> Directions for this task: Render all of the data below as a Markdown table with two columns, Row and Line. Put each line's number in Row and its text in Line, and leave out blank lines.

Records:
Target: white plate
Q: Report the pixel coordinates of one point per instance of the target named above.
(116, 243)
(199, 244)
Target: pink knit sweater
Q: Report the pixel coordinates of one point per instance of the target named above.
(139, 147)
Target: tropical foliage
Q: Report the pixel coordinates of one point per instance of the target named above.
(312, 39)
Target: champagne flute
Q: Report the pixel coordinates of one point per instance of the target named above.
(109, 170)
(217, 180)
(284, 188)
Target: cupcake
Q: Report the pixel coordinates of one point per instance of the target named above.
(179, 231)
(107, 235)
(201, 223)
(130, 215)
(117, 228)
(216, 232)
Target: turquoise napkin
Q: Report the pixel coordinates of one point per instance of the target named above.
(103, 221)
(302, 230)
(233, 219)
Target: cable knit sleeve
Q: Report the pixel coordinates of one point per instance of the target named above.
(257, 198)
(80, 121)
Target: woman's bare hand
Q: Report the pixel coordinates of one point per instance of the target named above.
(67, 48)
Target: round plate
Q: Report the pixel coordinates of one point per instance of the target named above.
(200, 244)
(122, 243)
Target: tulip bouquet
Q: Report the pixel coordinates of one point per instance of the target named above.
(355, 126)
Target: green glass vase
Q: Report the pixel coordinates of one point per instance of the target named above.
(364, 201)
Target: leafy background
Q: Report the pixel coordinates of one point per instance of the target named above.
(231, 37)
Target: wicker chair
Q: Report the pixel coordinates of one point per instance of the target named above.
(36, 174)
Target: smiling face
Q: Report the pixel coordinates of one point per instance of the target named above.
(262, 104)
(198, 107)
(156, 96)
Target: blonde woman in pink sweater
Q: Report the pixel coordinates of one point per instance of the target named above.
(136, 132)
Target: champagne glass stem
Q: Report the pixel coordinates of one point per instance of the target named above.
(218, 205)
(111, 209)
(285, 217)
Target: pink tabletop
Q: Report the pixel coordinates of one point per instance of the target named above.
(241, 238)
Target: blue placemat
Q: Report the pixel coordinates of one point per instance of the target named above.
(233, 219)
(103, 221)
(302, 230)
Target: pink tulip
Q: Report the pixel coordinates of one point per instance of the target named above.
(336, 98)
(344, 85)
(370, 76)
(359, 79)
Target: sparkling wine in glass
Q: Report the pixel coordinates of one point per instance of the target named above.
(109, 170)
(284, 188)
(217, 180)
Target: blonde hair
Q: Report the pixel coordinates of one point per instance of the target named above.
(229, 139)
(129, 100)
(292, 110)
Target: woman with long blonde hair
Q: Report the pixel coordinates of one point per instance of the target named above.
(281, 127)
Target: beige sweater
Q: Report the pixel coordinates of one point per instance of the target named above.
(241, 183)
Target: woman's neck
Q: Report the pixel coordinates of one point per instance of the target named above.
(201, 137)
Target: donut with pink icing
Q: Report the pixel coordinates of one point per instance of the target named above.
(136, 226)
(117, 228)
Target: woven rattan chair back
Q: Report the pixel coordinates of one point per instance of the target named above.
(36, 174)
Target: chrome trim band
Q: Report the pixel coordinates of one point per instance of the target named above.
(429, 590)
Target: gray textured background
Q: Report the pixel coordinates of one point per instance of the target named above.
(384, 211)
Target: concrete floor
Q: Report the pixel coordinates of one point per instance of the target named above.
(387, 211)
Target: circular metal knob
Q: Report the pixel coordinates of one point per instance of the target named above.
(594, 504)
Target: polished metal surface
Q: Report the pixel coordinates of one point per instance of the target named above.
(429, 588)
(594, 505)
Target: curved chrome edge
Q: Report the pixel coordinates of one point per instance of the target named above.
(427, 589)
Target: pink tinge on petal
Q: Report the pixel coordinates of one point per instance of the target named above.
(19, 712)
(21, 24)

> Task result:
| Row | Line |
|---|---|
| 1 | Target: white plate |
| 2 | Q: Report the pixel coordinates of one point per instance of the target named above. |
| 3 | (116, 243) |
| 4 | (199, 244) |
| 5 | Target: pink knit sweater |
| 6 | Q: Report the pixel coordinates of one point per instance of the target named above. |
| 7 | (139, 147) |
| 8 | Target: tropical foliage |
| 9 | Q: Report the pixel coordinates of one point per instance of the target named above. |
| 10 | (312, 39) |
| 11 | Target: champagne flute |
| 12 | Q: Report the pixel coordinates of one point per instance of the target named above. |
| 13 | (109, 170) |
| 14 | (217, 180) |
| 15 | (284, 188) |
| 16 | Target: cupcake |
| 17 | Q: Report the pixel coordinates of one point per instance of the target named above. |
| 18 | (179, 231) |
| 19 | (107, 235) |
| 20 | (201, 223) |
| 21 | (130, 215) |
| 22 | (117, 228) |
| 23 | (216, 232) |
| 24 | Target: turquoise napkin |
| 25 | Q: Report the pixel coordinates of one point per instance of the target named above. |
| 26 | (103, 221) |
| 27 | (302, 230) |
| 28 | (233, 219) |
| 29 | Target: cable knit sleeve |
| 30 | Q: Report the pixel coordinates of one point per instance of the target named above. |
| 31 | (257, 198) |
| 32 | (80, 121) |
| 33 | Target: woman's bare hand |
| 34 | Q: Report the pixel coordinates of one point per instance of the target named above. |
| 35 | (67, 48) |
| 36 | Target: round plate |
| 37 | Q: Report the pixel coordinates of one point per instance of the target named above. |
| 38 | (200, 244) |
| 39 | (122, 243) |
| 40 | Target: tulip bouquet |
| 41 | Q: Report the pixel coordinates of one point per instance of the target named above. |
| 42 | (355, 126) |
| 43 | Target: green glass vase |
| 44 | Q: Report the pixel coordinates of one point per instance of the target named above. |
| 45 | (364, 201) |
| 46 | Target: leafy background |
| 47 | Q: Report the pixel coordinates of one point per instance of the target named above. |
| 48 | (231, 37) |
| 49 | Target: wicker chair |
| 50 | Q: Report the pixel coordinates of one point per instance of the target named above. |
| 51 | (36, 174) |
| 52 | Target: smiling face |
| 53 | Q: Report the pixel coordinates of one point per instance of the target named above. |
| 54 | (262, 104) |
| 55 | (198, 107) |
| 56 | (156, 96) |
| 57 | Target: blonde woman in pink sweater |
| 58 | Q: Report the pixel coordinates of one point per instance of the target named above. |
| 59 | (136, 132) |
| 60 | Target: champagne glass stem |
| 61 | Q: Report the pixel coordinates of one point per instance of the target named above. |
| 62 | (218, 205) |
| 63 | (111, 209) |
| 64 | (285, 217) |
| 65 | Target: pink tabletop |
| 66 | Q: Report the pixel coordinates of one point per instance of the target named above. |
| 67 | (241, 238) |
| 68 | Target: blue placemat |
| 69 | Q: Report the pixel coordinates of one point per instance of the target named above. |
| 70 | (233, 219) |
| 71 | (103, 221) |
| 72 | (302, 230) |
| 73 | Target: pink tulip |
| 74 | Q: Report the pixel coordinates of one point per instance of the target named above. |
| 75 | (336, 98) |
| 76 | (344, 85) |
| 77 | (370, 76) |
| 78 | (359, 79) |
| 79 | Target: sparkling wine in glass |
| 80 | Q: Report the pixel coordinates of one point per instance of the target named above. |
| 81 | (109, 170) |
| 82 | (284, 188) |
| 83 | (217, 180) |
| 84 | Target: blonde hair |
| 85 | Q: Report the pixel coordinates of one point per instance of the target named above. |
| 86 | (229, 139) |
| 87 | (129, 100) |
| 88 | (292, 110) |
| 89 | Target: woman with long blonde hair |
| 90 | Q: Report the pixel coordinates of one point per instance of the target named above. |
| 91 | (281, 127) |
| 92 | Target: beige sweater |
| 93 | Q: Report the pixel coordinates of one point per instance of the target named above. |
| 94 | (241, 183) |
| 95 | Target: woman's neck |
| 96 | Q: Report the pixel coordinates of one point per instance of the target named above. |
| 97 | (201, 137) |
| 98 | Target: donut with pink icing |
| 99 | Q: Report the pixel coordinates of one point per instance of the target named above. |
| 100 | (136, 226) |
| 101 | (117, 228) |
| 102 | Target: woven rattan chair back |
| 103 | Q: Report the pixel coordinates of one point per instance of the target named above. |
| 104 | (36, 174) |
| 105 | Target: chrome trim band |
| 106 | Q: Report the pixel coordinates of one point per instance of the target named above. |
| 107 | (429, 590) |
| 108 | Target: gray textured background |
| 109 | Q: Report the pixel coordinates of one point per instance of the target named above. |
| 110 | (384, 211) |
| 111 | Target: concrete floor |
| 112 | Q: Report the pixel coordinates of one point per instance of the target named above. |
| 113 | (387, 211) |
| 114 | Target: circular metal knob |
| 115 | Q: Report the pixel coordinates of one point per instance of the target named above. |
| 116 | (594, 504) |
| 117 | Target: polished metal surface |
| 118 | Q: Report the pixel coordinates of one point per instance of the target named above. |
| 119 | (429, 588) |
| 120 | (594, 505) |
| 121 | Target: curved chrome edge |
| 122 | Q: Report the pixel coordinates of one point per instance of the target named above. |
| 123 | (427, 589) |
| 124 | Target: pink tinge on petal |
| 125 | Q: Report the pixel coordinates of one point per instance of the target named above. |
| 126 | (19, 712) |
| 127 | (21, 24) |